What is expected: Tally the lines of the listing below in which the string "lawn" occurs, and give the tally alone.

***

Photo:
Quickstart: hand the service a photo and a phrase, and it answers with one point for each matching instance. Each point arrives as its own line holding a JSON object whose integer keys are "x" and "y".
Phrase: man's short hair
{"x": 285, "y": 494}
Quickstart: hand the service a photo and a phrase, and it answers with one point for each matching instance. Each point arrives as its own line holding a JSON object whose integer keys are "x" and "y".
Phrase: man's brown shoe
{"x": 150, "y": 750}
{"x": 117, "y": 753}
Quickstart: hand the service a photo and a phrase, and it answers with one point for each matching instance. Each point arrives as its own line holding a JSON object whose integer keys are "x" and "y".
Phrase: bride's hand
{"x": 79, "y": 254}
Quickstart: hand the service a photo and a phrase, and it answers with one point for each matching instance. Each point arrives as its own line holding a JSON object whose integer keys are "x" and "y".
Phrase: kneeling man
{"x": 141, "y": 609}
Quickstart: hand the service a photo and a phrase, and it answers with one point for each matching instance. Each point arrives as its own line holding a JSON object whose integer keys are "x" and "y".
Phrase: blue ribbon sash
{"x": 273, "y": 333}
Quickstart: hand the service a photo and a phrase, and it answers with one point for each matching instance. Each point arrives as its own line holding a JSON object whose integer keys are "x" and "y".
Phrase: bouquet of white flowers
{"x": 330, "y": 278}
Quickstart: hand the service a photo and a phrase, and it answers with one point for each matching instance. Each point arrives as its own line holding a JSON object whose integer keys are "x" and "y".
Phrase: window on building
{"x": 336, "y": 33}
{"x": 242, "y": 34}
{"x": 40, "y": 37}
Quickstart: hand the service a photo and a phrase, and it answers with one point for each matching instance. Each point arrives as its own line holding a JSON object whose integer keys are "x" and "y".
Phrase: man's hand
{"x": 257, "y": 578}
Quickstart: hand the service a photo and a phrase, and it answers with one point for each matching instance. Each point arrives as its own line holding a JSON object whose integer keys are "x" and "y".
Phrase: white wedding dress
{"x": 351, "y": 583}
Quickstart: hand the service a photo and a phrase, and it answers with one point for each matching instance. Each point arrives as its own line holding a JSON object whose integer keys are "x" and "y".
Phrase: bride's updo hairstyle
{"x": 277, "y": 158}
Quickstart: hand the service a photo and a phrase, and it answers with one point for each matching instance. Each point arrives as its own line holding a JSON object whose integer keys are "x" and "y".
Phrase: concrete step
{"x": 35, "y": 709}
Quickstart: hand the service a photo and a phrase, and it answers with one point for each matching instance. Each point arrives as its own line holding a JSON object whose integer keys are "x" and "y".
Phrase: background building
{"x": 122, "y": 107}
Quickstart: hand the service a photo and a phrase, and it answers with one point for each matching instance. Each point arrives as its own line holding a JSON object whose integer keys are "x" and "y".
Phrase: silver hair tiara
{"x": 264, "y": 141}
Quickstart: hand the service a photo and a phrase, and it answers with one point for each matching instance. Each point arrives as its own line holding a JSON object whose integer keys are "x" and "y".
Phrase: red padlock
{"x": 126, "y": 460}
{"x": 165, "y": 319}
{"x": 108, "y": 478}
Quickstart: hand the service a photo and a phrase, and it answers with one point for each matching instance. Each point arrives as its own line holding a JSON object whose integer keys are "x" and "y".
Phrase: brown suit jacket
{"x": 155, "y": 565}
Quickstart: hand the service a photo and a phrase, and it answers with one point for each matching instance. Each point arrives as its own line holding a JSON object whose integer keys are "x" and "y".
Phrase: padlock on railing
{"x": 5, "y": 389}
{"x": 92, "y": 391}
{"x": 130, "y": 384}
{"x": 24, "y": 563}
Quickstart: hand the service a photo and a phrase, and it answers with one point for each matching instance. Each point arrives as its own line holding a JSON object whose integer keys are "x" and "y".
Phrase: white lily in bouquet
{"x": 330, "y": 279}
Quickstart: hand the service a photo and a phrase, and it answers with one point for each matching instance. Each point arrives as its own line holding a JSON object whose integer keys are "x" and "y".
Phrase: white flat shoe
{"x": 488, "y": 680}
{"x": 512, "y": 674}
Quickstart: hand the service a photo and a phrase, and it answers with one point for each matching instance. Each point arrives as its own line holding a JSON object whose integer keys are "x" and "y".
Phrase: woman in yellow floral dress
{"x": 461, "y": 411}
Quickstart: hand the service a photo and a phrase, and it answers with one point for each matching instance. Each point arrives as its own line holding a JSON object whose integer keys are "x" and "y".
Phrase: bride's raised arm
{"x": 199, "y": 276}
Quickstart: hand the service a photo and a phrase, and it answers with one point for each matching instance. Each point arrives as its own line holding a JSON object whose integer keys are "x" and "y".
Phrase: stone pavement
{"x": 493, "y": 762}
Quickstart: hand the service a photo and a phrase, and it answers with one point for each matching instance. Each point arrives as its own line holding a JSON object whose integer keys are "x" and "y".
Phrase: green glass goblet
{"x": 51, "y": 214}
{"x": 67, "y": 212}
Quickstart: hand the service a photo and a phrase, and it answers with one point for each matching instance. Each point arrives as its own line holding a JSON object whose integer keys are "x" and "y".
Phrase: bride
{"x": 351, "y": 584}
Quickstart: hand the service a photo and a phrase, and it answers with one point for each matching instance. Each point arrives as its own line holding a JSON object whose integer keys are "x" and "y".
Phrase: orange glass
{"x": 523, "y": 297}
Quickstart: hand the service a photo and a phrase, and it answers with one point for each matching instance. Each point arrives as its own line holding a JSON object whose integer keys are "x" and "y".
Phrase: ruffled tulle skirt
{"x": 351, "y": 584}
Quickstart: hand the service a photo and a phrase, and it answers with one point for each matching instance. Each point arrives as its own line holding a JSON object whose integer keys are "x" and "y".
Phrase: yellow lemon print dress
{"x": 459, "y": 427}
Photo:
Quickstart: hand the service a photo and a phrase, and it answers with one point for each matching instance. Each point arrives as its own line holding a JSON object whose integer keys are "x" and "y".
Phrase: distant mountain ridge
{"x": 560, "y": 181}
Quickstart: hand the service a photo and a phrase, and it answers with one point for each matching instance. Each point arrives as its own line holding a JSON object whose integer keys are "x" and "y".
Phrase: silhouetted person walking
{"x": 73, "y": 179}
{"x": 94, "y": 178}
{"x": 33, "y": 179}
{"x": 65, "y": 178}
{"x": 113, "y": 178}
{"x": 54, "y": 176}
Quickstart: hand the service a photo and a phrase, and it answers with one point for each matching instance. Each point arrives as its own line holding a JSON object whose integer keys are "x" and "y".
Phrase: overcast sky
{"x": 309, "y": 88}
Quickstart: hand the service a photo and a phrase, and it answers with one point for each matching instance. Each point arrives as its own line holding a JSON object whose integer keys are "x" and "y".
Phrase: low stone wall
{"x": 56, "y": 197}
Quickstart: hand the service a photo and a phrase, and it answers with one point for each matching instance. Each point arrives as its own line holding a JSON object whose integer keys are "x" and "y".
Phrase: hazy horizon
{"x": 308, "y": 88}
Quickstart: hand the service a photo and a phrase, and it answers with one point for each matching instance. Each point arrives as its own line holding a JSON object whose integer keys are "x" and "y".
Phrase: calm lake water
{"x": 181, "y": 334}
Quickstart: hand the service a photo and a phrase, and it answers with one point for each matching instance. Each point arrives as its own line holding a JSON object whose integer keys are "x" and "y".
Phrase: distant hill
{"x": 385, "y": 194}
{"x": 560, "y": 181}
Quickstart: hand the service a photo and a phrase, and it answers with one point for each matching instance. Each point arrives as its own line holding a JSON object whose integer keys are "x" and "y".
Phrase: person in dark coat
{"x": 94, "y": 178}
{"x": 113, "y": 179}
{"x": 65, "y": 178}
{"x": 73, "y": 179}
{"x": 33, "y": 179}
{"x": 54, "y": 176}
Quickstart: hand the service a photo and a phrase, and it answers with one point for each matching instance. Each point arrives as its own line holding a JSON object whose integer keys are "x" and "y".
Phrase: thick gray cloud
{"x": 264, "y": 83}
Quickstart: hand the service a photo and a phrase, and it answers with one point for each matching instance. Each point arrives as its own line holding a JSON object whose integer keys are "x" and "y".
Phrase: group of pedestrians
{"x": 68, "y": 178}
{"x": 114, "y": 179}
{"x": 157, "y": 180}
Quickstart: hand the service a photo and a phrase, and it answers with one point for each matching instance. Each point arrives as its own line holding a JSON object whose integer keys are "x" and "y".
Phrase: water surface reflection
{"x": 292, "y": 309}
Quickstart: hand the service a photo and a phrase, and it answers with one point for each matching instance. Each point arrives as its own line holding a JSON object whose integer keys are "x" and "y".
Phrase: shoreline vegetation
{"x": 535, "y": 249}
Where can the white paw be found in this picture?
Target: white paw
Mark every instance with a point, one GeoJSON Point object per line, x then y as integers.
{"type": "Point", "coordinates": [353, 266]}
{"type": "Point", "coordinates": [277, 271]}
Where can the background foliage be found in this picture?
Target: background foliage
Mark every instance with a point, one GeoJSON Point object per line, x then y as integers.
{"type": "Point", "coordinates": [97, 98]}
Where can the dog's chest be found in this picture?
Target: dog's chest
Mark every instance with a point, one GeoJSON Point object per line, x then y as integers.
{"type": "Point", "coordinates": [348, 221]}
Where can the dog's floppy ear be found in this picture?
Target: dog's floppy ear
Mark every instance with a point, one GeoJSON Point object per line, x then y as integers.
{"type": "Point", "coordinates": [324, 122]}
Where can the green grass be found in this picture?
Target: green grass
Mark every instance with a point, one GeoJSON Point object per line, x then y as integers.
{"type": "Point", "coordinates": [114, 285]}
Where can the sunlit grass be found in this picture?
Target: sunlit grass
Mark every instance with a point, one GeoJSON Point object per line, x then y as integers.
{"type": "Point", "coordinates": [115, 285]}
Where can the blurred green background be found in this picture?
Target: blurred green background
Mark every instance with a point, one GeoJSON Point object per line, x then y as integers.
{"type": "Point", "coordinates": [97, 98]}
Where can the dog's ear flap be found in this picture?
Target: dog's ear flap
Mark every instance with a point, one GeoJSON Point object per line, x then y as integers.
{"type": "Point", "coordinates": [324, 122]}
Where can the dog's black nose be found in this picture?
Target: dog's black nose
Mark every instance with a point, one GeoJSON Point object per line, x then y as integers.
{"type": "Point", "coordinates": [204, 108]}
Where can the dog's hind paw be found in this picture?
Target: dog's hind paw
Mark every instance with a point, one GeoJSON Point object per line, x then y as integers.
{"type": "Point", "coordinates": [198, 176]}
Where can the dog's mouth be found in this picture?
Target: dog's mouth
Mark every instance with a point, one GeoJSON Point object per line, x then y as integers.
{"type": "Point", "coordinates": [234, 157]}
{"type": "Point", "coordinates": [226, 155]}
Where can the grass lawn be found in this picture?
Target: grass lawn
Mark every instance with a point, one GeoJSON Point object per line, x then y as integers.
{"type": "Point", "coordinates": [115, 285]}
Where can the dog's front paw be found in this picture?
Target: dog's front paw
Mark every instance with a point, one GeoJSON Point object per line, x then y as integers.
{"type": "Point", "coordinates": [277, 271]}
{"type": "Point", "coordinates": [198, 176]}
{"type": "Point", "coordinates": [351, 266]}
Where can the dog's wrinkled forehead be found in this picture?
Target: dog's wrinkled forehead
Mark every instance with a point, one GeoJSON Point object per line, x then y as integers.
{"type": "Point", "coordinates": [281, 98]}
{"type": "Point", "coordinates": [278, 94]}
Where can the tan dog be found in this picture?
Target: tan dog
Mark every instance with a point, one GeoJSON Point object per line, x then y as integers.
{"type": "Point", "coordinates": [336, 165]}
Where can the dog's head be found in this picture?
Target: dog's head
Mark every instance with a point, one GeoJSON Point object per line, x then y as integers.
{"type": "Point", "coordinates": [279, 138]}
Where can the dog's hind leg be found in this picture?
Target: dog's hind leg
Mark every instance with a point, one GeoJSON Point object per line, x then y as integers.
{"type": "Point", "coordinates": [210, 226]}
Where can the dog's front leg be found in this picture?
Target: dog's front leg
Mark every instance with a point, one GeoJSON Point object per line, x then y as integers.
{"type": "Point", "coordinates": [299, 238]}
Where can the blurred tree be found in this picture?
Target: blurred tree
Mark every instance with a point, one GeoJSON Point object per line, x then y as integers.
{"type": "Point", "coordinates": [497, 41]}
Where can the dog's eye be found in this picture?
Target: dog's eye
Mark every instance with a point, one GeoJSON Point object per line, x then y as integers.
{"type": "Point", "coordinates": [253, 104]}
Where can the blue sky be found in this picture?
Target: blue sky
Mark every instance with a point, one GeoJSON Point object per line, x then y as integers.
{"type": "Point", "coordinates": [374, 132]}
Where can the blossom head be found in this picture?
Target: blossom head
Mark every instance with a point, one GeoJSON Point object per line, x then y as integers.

***

Expected answer: 2